**Entries drawn from a collection:**

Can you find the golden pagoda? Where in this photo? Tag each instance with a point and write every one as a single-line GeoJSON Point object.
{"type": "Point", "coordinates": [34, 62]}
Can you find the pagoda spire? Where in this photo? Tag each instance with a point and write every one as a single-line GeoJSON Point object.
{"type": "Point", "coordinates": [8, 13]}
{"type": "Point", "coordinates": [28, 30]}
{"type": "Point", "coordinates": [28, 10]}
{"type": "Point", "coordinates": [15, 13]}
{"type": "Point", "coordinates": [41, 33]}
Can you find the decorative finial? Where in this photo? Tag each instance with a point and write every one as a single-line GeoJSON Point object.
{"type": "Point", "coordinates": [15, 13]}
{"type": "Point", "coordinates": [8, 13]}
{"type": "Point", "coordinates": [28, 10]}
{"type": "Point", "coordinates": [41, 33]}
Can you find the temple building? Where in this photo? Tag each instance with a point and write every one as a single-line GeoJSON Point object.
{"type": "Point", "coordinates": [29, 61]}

**What is needed:**
Format every line above as a numbered list, skipping any blank lines.

**Complete response:**
1. Can you find the golden pagoda? Where in this photo? Tag each instance with a point and write every one as a single-line GeoJSON Point object.
2. {"type": "Point", "coordinates": [34, 62]}
3. Can you find the pagoda spire? Where in this photo? Tag each instance with a point and write every one as a single-line GeoJSON Point object.
4. {"type": "Point", "coordinates": [8, 13]}
5. {"type": "Point", "coordinates": [28, 30]}
6. {"type": "Point", "coordinates": [28, 10]}
7. {"type": "Point", "coordinates": [15, 13]}
8. {"type": "Point", "coordinates": [41, 33]}
9. Can you find the decorative finial? Where in this photo? Tag each instance with a point and write every one as a single-line GeoJSON Point object.
10. {"type": "Point", "coordinates": [15, 13]}
11. {"type": "Point", "coordinates": [8, 13]}
12. {"type": "Point", "coordinates": [28, 10]}
13. {"type": "Point", "coordinates": [41, 33]}
14. Can you find the temple building? Where in this photo? Tag each instance with a point and write every one as a single-line GeoJSON Point object.
15. {"type": "Point", "coordinates": [29, 61]}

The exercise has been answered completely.